• Stated task: Transcribe the stretch of the passage on detector mosaics from "In FIG. 4a, the addressing" through "differences in oxide level.".

• Reading passage:
— BEGIN —
It was noted earlier that the operation of mosaics in accordance with the 
invention takes place in two steps. If consideration is given to the 
example of junction detectors, the junctions are reverse-biased during the 
first step and are forward-biased during the second step. 
Transition of the different elementary detection points from the first to 
the second step and conversely can take place either sequentially or in 
parallel, that is, at the same time in the case of all detection points. 
FIGS. 4a and 4b show one embodiment of a mosaic in accordance with the 
invention and a diagram which serves to explain the operation of this 
latter. 
In the case of FIG. 4a, transition from the first to the second step and 
conversely takes place sequentially by displacement of a quantity of 
charges at the interface between the read substrate 4 and the oxide layer 
5 which covers this latter, within a CCD register which is integrated in 
the read substrate and the oxide layer which covers said substrate. 
In FIG. 4a, the addressing of a single line of the mosaic is shown in a 
transverse sectional view. In order to simplify the figures, the detection 
portion is represented schematically by photodiodes d. 
A CCD register is therefore integrated in the readout substrate 4 and in 
the oxide layer 5 which covers said substrate. 
The CCD register can be of the surface transfer type or of the volume 
transfer type and can have two or more phases. Similarly, the creation of 
potential barriers can be effected by ion implantation or by differences 
in oxide level. 
In the example illustrated in FIG. 4a, the CCD register has two phases 
.phi..sub.1 and .phi..sub.2 and the potential barriers are formed by 
differences in oxide level. 
The CCD register shown in FIG. 4a is provided in known manner with two 
types of electrodes which rest either on the oxide layer 5 or on an 
additional oxide layer 10. The electrodes e of the second array constitute 
one electrode out of two of the electrodes which rest on the oxide layer 
5. Among the electrodes which rest on the additional layer 10, one 
electrode out of two is connected to a potential .phi..sub.1 and the other 
electrodes are connected to a potential .phi..sub.2. The electrodes which 
rest on the oxide layer 5 and are not electrodes e of the second array are 
also connected to the potential .phi..sub.2. Depending on the direction of 
charge transfer indicated by an arrow, these electrodes follow the 
electrodes located on the layer 10 and connected to .phi..sub.2. The 
potentials .phi..sub.1 and .phi..sub.2 which are shown in FIGS. 5a and 5b 
are clock signals having the same period T and substantially in phase 
opposition with a slight overlap at the top level as is customary practice 
in the field of CCDs. 
The electrodes e are periodically connected (in a manner not shown in the 
figure) to a constant potential which establishes beneath these electrodes 
a surface potential of intermediate value between those corresponding to 
the bottom level and to the top level of the electrode of the following 
register.
— END —
• Given entries:
— BEGIN —
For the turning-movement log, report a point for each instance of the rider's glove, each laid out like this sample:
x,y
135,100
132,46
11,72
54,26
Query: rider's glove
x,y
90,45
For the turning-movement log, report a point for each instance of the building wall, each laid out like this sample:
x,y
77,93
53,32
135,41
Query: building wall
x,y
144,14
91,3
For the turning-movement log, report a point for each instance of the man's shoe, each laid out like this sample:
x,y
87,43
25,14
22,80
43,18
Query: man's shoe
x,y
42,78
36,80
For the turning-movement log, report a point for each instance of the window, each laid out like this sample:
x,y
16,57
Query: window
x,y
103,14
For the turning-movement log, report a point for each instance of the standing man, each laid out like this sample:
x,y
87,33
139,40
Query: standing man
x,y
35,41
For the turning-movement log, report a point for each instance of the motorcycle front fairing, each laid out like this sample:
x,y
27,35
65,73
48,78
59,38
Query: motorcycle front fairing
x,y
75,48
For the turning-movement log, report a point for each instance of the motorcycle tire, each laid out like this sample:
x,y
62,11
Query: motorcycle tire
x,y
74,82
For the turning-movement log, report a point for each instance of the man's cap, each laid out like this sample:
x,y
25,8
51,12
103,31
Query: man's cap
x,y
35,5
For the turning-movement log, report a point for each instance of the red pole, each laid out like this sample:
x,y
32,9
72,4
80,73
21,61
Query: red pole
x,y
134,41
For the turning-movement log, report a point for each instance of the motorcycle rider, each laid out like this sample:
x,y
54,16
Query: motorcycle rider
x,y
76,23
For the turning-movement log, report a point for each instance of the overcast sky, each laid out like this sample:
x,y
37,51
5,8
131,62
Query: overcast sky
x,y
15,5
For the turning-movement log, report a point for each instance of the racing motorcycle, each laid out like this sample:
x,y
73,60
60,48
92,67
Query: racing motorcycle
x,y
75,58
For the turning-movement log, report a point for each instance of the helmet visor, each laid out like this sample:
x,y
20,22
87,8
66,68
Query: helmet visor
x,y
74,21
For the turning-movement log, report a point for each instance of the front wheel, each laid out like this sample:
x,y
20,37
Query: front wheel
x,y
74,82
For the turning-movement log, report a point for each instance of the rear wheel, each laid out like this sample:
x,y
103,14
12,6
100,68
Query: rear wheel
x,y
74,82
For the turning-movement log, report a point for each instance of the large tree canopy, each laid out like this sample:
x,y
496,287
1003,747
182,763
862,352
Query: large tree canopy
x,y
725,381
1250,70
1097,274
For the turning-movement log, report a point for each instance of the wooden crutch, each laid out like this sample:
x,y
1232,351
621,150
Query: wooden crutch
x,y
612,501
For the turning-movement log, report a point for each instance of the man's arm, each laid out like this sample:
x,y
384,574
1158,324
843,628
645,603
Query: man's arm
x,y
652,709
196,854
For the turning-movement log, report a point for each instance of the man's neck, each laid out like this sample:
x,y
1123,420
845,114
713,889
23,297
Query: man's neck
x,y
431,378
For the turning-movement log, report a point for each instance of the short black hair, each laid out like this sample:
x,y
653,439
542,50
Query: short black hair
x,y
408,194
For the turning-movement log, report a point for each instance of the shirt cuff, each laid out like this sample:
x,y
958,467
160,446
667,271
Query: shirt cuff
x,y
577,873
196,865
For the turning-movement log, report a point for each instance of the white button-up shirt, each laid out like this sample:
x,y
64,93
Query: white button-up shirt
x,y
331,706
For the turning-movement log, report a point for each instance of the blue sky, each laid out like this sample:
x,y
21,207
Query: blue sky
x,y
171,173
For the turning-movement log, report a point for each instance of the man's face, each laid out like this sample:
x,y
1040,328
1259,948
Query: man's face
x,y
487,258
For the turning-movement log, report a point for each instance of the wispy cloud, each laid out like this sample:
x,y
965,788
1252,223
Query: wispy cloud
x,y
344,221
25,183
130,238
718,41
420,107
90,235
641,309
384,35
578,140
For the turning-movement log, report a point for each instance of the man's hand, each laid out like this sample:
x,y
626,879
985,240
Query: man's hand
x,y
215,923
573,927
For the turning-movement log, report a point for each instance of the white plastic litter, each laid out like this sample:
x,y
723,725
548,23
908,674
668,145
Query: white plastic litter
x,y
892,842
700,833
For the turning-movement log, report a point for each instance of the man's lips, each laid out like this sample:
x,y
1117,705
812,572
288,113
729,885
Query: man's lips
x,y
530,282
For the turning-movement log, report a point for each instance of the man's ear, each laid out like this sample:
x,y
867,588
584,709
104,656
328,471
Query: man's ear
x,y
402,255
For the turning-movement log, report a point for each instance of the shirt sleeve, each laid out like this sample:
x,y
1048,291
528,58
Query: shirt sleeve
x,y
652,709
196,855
— END —
• Solution to this problem:
In FIG. 4a, the addressing of a single line of the mosaic is shown in a 
transverse sectional view. In order to simplify the figures, the detection 
portion is represented schematically by photodiodes d. 
A CCD register is therefore integrated in the readout substrate 4 and in 
the oxide layer 5 which covers said substrate. 
The CCD register can be of the surface transfer type or of the volume 
transfer type and can have two or more phases. Similarly, the creation of 
potential barriers can be effected by ion implantation or by differences 
in oxide level. 
In the example illustrated in FIG. 4a, the CCD register has two phases 
.phi..sub.1 and .phi..sub.2 and the potential barriers are formed by 
differences in oxide level.